What you will do: Print all of the data exactly, but drop the pictures.

(Image-backed grounding data)
= Beginning of Section =

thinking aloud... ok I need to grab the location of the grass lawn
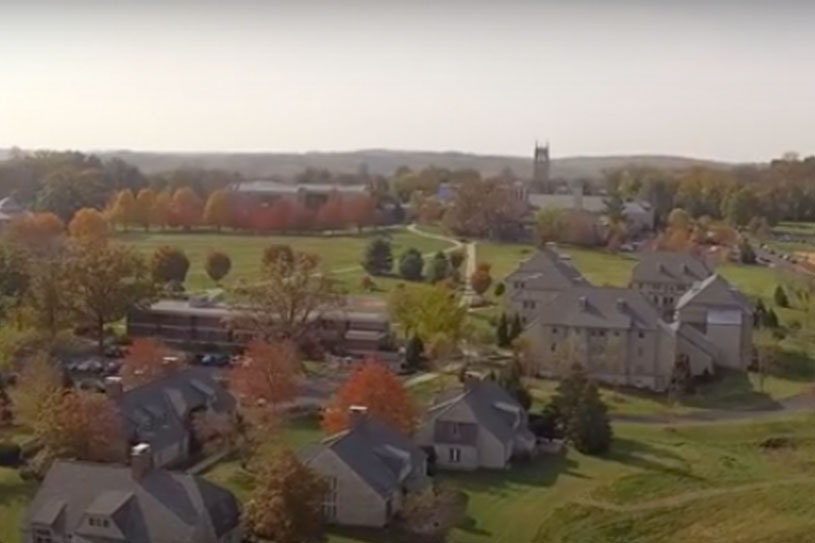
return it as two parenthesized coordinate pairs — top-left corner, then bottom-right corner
(115, 227), (454, 292)
(0, 467), (34, 543)
(448, 415), (815, 543)
(772, 221), (815, 236)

= End of Section =

Completed task:
thinking aloud... ok I need to grab the location of the grass lawn
return it as two parenthesized coordinate pairs — top-left corner, then bottom-right corner
(115, 227), (454, 292)
(0, 467), (34, 543)
(448, 415), (815, 543)
(772, 221), (815, 236)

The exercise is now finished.